What you need to do: If a line in the entries below holds the string "woman", copy it.
──────────────────────────────
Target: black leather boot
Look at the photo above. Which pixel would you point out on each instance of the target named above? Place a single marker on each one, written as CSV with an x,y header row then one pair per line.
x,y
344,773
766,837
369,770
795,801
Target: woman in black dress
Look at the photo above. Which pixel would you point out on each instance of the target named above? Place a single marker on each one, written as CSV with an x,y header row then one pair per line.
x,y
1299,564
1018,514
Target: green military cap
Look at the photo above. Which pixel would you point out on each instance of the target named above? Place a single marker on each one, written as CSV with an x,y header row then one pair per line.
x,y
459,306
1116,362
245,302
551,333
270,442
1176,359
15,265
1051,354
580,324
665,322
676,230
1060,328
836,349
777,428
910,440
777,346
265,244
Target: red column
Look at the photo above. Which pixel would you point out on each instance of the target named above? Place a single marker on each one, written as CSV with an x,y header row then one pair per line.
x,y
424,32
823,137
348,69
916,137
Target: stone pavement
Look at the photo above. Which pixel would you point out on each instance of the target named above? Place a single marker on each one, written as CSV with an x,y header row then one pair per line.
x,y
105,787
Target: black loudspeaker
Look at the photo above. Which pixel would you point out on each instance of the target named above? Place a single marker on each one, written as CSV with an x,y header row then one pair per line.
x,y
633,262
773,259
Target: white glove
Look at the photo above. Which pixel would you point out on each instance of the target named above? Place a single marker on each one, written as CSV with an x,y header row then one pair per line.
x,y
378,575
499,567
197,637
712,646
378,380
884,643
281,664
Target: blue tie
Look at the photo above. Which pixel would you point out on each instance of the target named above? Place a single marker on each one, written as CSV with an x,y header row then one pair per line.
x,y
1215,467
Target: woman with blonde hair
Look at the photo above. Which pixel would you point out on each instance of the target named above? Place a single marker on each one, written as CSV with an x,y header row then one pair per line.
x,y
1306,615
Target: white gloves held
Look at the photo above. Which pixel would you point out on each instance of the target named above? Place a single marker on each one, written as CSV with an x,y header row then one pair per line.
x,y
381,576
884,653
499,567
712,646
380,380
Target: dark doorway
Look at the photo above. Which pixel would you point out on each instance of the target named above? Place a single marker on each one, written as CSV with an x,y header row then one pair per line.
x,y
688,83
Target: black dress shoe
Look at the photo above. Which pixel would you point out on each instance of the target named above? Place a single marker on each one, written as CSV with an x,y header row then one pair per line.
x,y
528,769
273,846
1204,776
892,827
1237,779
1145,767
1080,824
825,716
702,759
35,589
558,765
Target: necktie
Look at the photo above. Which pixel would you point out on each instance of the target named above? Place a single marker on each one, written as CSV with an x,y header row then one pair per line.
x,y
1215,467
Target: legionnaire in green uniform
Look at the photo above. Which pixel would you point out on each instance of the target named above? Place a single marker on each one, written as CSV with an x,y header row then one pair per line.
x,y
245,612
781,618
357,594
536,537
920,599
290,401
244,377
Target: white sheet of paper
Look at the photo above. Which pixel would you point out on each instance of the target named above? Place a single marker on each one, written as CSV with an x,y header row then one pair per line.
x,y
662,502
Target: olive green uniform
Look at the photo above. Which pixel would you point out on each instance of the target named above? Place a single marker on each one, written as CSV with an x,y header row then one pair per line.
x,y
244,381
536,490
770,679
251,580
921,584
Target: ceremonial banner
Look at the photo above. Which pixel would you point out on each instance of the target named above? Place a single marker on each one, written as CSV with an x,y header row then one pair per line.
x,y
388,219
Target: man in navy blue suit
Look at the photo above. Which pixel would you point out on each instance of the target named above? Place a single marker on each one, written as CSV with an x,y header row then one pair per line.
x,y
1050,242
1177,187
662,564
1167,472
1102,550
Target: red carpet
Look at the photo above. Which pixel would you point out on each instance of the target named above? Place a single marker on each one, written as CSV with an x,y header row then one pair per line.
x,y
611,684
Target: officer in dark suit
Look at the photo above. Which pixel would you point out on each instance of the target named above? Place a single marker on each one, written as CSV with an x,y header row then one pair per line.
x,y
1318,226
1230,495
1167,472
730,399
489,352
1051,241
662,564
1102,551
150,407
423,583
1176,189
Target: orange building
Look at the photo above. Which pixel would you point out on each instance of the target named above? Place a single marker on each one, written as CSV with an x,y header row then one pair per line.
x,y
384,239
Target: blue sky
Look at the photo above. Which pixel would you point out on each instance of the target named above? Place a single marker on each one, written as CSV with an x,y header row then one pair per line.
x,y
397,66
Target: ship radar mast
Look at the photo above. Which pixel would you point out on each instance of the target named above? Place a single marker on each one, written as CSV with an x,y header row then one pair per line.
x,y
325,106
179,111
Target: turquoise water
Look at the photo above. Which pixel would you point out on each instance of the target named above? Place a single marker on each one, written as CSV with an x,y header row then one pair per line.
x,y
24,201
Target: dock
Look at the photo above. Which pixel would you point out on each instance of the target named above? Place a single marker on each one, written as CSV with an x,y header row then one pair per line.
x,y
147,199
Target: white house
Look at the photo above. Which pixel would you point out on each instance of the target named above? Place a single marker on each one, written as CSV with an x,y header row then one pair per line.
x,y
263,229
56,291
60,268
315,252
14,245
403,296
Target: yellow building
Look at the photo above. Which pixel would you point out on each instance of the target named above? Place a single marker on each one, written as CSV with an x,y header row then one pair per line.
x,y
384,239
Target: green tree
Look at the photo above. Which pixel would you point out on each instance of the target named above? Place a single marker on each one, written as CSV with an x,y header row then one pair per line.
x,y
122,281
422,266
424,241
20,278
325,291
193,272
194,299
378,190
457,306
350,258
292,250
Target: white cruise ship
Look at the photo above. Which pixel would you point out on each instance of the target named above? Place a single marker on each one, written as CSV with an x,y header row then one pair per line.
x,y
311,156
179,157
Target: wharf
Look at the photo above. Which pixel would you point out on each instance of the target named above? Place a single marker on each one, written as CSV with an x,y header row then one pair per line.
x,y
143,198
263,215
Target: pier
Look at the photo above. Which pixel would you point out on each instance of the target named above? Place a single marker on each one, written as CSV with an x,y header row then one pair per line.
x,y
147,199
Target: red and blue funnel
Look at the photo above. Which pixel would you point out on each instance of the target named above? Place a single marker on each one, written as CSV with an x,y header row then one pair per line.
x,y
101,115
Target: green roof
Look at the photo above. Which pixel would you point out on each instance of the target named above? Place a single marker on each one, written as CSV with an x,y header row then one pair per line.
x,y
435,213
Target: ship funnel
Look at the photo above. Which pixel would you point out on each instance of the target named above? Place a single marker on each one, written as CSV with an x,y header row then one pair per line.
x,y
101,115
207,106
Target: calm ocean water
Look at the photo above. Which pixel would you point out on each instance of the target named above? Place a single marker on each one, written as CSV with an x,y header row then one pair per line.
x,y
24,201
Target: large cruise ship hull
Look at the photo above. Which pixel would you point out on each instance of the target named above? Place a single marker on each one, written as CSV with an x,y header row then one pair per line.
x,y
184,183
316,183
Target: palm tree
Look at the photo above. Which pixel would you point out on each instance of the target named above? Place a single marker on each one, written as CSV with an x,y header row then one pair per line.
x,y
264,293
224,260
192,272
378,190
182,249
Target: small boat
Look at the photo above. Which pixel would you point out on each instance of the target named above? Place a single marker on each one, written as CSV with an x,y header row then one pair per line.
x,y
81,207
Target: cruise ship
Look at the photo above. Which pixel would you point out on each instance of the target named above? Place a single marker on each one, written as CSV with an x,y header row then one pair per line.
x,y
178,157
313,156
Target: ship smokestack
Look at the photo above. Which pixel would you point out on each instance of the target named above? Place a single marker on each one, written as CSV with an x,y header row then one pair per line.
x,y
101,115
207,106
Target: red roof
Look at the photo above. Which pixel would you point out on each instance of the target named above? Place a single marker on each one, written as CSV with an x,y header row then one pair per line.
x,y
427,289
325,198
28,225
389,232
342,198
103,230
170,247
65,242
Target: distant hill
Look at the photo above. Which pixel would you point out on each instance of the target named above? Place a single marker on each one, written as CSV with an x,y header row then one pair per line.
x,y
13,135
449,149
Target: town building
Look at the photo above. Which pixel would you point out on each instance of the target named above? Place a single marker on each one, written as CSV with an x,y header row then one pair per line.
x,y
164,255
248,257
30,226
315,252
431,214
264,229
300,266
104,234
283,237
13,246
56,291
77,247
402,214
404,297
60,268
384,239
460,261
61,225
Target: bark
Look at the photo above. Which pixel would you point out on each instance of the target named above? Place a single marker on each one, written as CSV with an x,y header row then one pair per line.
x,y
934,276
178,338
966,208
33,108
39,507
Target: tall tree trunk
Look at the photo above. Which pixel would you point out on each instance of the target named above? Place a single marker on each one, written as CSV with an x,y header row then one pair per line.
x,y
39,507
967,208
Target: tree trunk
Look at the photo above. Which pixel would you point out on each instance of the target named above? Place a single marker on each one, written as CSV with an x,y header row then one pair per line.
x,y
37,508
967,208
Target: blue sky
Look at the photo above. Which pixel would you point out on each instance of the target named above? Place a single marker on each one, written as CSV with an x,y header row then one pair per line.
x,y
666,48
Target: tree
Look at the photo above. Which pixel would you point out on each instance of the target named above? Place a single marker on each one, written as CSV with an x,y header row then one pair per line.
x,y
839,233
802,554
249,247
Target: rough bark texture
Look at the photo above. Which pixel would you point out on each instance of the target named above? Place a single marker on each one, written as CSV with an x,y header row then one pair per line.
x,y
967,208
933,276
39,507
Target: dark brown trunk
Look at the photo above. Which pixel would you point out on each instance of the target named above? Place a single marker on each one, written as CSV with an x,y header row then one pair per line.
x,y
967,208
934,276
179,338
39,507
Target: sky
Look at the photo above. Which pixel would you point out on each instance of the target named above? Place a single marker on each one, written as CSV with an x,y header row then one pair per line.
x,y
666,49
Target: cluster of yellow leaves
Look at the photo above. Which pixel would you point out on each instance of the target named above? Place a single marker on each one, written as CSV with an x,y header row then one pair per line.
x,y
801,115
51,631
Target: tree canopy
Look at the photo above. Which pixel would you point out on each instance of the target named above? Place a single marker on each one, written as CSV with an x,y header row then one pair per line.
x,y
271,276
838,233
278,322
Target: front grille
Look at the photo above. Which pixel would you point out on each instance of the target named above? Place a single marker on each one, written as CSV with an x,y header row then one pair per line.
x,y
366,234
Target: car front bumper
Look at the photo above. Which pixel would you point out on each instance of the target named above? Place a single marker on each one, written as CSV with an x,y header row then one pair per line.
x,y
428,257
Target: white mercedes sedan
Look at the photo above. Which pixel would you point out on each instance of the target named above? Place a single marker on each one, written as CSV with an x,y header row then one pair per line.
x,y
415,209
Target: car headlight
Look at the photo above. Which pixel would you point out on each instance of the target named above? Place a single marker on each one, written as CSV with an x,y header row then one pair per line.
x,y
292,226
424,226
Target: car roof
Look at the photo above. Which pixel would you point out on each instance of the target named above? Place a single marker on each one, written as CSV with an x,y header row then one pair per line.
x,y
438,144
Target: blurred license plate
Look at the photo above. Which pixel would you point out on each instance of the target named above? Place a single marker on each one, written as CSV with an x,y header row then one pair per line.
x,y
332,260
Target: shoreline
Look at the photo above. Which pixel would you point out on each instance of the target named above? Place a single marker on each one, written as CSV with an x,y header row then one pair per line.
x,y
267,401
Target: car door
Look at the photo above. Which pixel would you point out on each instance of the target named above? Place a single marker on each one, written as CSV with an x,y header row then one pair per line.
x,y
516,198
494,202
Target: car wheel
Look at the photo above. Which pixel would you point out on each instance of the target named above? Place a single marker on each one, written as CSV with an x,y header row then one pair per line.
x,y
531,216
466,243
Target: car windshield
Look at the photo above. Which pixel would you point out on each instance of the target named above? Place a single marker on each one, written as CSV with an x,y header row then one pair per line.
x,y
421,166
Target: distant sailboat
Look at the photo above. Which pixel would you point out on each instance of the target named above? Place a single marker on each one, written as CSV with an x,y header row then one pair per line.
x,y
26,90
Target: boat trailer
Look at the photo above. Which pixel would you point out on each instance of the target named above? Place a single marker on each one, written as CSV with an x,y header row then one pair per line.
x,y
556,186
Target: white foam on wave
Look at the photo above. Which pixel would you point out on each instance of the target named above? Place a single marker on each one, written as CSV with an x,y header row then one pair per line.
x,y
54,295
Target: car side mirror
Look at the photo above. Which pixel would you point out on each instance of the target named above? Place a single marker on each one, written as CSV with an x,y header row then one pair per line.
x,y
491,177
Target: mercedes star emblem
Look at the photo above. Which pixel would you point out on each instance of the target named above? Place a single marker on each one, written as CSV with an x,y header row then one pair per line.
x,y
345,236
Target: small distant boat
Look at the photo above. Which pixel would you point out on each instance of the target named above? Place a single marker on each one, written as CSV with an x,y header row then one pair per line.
──────────────────────────────
Response to this task:
Target: woman in black dress
Target: woman with blonde hair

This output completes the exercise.